Brief
Would you transcribe all of the records below word for word, leaving the pictures out?

Input rows
# # # #

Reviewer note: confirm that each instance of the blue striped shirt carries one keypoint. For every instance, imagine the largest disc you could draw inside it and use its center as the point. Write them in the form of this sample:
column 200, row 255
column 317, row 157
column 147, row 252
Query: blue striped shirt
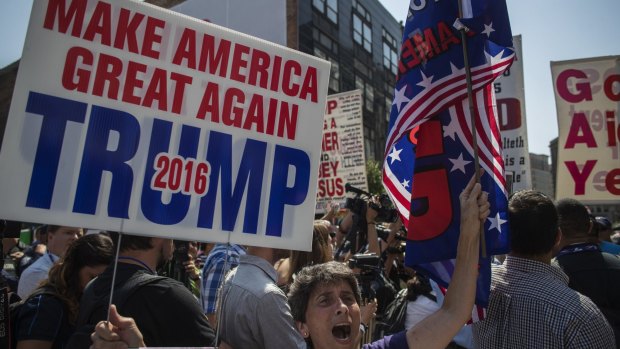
column 215, row 270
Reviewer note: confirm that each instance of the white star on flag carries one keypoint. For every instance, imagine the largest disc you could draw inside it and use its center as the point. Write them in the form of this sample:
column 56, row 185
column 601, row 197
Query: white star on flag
column 496, row 222
column 400, row 98
column 426, row 80
column 451, row 129
column 459, row 164
column 488, row 29
column 395, row 155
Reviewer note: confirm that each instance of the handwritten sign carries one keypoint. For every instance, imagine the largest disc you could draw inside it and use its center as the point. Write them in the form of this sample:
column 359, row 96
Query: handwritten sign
column 342, row 149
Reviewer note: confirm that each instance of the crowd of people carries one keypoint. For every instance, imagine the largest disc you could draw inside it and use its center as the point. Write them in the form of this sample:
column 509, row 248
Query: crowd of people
column 559, row 287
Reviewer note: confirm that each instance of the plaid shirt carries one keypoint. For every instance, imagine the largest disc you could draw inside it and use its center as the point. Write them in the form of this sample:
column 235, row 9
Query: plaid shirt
column 213, row 273
column 531, row 306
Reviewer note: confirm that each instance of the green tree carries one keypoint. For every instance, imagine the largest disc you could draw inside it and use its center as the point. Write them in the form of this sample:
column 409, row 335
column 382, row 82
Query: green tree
column 373, row 176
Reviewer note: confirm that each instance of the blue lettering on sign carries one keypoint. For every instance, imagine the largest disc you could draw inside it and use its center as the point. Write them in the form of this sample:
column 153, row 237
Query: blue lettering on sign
column 282, row 195
column 151, row 201
column 251, row 169
column 56, row 112
column 97, row 158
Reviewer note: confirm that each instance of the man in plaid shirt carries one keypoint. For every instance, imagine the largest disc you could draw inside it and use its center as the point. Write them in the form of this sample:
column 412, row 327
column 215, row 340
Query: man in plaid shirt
column 221, row 259
column 531, row 305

# # # #

The result
Reviewer note: confirm that each instance of the blue striped shirt carries one keypoint. For every instance, imagine the largest disc you could draw inside it and use its center as the point. Write them in the form of this sample:
column 200, row 255
column 317, row 157
column 147, row 252
Query: blue striped shirt
column 215, row 270
Reviewer note: confirm that each instance of the white star on flag carries one keypoint. For every instance, imagine the largest disc you could draw inside it and use its center as the point. Write them in the form of this sample:
column 56, row 185
column 601, row 197
Query: white star on flag
column 496, row 222
column 400, row 98
column 426, row 80
column 451, row 129
column 459, row 164
column 488, row 29
column 395, row 155
Reviewer note: confirm that each instance of the handwritten sign carries one keypoint. For every instance, imagine the largest disc you could draw inside it and use its center as the point. Write them in the form of this sample:
column 359, row 96
Query: handwritten sign
column 342, row 149
Reviewer note: confirm that each instance of the crowd of people carries one keypoint. For every instance, imagine the largest disc you could draw inside it and use its center as the point. Write them in the form of this sample:
column 509, row 248
Query: crowd of people
column 559, row 287
Reviewer note: confirm that each instance of the plaid shirt carries one keypoint. For every instance, imagine the largest disc you could draw inside it and use its center as the point. Write them in the form of this sample:
column 235, row 9
Query: plaid shirt
column 213, row 273
column 531, row 306
Reviewer note: confirm that each instance of the green tree carries one keypoint. For every instance, imagine the largest disc you could draw inside it and use its center as the point. Write them in the form of this sample:
column 409, row 335
column 382, row 82
Query: green tree
column 373, row 176
Reviewer note: confirm that each instance of the blue lettering on sign carries one keypoint. For every instance, imagine the largest disc you could draw inside it and use its center as the point. Write them in the form of this sample:
column 153, row 237
Query: blue lettering on sign
column 282, row 195
column 151, row 201
column 251, row 169
column 56, row 112
column 97, row 158
Reviewer note: confirm that each instance of the man in plaid shirt carries one keypoint. For every instance, imagine the largest disc you could draw inside it and use its center as the point. Write them in the form of this sample:
column 412, row 327
column 215, row 340
Query: man in plaid shirt
column 221, row 259
column 531, row 305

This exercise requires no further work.